**Consigne A**:
Modifiez le passage du listing qui va de son début jusqu'à la ligne contenant « rule for holes » incluse, en remplaçant « even-odd » par « nonzero ». Ne changez rien d'autre et ne restituez que ces lignes.

——

Le dialogue interreligieux

Le dialogue interreligieux est à la mode. Les motivations qui inspirent les participants sont diverses. Il s’agit de faire la paix dans le monde, de se découvrir, de se comprendre, d’échanger des techniques. Ses protagonistes veulent se rencontrer sur ce qui les rassemble mais éviter soigneusement ce qui les sépare. Leurs idées respectives y sont rarement discutées et mises en question. Les débats se déroulent généralement sous le contrat implicite : “ Vous gardez vos idées et nous gardons les nôtres ”. S’agit-il d’authentiques dialogues ? Examinons comment Rome les envisagent :

« L’Église catholique propose quatre formes de dialogue :

– Le dialogue de la vie, où les gens s’efforcent de vivre dans un esprit d’ouverture et de bon voisinage, partageant leurs joies et leurs peines, leurs problèmes et leurs préoccupations humaines ;

– Le dialogue des œuvres, où il y a collaboration en vue du développement intégral et de la libération totale de l’homme ;

– Le dialogue des échanges théologiques, où des spécialistes cherchent à approfondir la compréhension de leurs héritages religieux respectifs et à apprécier les valeurs spirituelles des uns et des autres ;

– Le dialogue de l’expérience religieuse, où des personnes enracinées dans leurs propres traditions religieuses partagent leurs richesses spirituelles, par exemple par rapport à la prière et à la contemplation, à la foi et aux voies de recherche de Dieu ou de l’Absolu.[1] »

——

**Consigne B**:
Rédigez la suite du texte sur le dialogue interreligieux, à partir de sa dernière phrase.

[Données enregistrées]
——

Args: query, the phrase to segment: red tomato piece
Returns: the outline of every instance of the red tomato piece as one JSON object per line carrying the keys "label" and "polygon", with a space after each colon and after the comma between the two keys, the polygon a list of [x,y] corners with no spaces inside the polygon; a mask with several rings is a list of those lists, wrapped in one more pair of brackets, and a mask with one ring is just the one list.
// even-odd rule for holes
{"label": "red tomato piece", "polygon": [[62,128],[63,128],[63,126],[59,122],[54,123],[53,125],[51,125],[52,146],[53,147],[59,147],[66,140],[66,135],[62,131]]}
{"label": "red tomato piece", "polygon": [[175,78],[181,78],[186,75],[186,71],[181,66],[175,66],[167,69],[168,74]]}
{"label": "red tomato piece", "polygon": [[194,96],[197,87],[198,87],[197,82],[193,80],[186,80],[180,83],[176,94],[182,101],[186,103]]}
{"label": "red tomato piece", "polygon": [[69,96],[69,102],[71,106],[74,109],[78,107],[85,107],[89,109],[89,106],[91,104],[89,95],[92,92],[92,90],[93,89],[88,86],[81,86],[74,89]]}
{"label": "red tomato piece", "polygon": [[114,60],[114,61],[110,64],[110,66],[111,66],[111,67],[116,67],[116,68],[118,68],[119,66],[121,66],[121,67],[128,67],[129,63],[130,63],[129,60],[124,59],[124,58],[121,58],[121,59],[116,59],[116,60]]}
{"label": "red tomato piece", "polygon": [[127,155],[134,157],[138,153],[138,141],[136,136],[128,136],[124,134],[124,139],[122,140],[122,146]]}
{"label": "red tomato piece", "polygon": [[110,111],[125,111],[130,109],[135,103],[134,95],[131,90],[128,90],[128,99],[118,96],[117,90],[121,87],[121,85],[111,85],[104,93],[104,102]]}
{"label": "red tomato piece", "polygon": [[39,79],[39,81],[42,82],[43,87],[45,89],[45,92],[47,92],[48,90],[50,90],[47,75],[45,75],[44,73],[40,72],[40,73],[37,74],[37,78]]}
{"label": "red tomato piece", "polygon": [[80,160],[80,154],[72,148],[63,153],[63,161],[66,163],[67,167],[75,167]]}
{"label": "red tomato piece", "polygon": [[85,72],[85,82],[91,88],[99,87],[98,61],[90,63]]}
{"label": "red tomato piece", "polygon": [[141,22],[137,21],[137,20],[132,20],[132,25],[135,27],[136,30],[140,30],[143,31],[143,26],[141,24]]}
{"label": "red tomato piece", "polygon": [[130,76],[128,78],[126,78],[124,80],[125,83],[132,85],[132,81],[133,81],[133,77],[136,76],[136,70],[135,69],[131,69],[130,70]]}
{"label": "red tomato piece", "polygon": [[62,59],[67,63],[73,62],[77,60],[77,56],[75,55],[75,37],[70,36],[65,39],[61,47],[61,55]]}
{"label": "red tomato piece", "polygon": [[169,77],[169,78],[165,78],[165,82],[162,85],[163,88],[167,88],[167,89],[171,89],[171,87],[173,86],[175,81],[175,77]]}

——

**Réponse A**:
Args: query, the phrase to segment: red tomato piece
Returns: the outline of every instance of the red tomato piece as one JSON object per line carrying the keys "label" and "polygon", with a space after each colon and after the comma between the two keys, the polygon a list of [x,y] corners with no spaces inside the polygon; a mask with several rings is a list of those lists, wrapped in one more pair of brackets, and a mask with one ring is just the one list.
// nonzero rule for holes

**Réponse B**:
Dans ces entretiens, il n’est pas prévu que l’on puisse échanger des arguments. Jamais il n’est question de s’interroger sur les fondements même de la doctrine catholique ni d’écouter les critiques que l’on pourrait y faire. La forme de dialogue que j’aimerai instaurer est celle-là même que l’Église ne propose pas. Voyons maintenant la position du Dalaï lama :

« Si nous entamons une polémique à propos de nos divergences de vue, nous allons nous mesurer, nous critiquer mutuellement, et cela ne nous mènera nulle part. Nous pourrions en débattre à perte de vue sans autre résultat que de nous quereller et de ne rien accomplir du tout. Mieux vaut aller droit au but qui est commun à ces différents systèmes et nous en tenir à ce qui nous unit : l’amour, la compassion, le respect d’une force supérieure. Aucune religion ne croit que le progrès matériel peut à lui seul faire le bonheur de l’humanité. Elles sont toutes unanimes dans leur foi en des forces qui mènent au-delà de cet objectif et toutes mettent l’accent sur les efforts à faire dans le domaine social.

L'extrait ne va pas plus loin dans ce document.